Write out the listing below line for line, keeping every word and number the same, but leave the pictures out.

** start of Record list **

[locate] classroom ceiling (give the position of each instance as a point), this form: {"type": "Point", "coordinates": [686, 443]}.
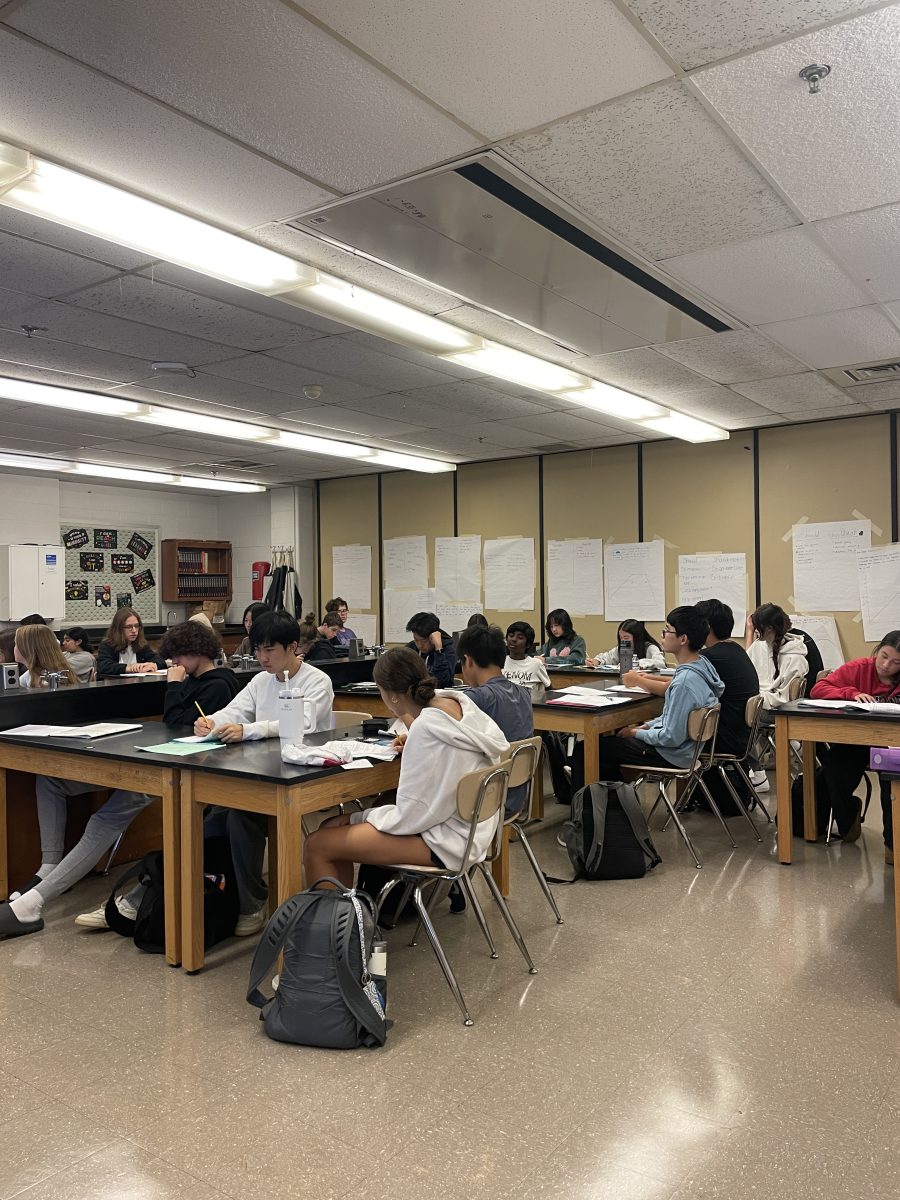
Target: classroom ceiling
{"type": "Point", "coordinates": [677, 133]}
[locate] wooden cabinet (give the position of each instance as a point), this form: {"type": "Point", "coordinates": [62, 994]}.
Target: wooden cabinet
{"type": "Point", "coordinates": [196, 570]}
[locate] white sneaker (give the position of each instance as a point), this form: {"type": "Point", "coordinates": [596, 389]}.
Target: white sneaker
{"type": "Point", "coordinates": [97, 919]}
{"type": "Point", "coordinates": [251, 923]}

** end of Record list **

*The completed task*.
[locate] classroom ceiling (give the position of each instance as a point), this form: {"type": "Point", "coordinates": [686, 443]}.
Target: classroom ceiling
{"type": "Point", "coordinates": [677, 133]}
[locate] wooden cabinet (give the position of each instance as a point), this form: {"type": "Point", "coordinates": [62, 994]}.
Target: wooden cabinet
{"type": "Point", "coordinates": [196, 570]}
[locate] white sneaker (give the position of each instance as a point), this form: {"type": "Point", "coordinates": [596, 389]}.
Target: white sneaker
{"type": "Point", "coordinates": [97, 919]}
{"type": "Point", "coordinates": [251, 923]}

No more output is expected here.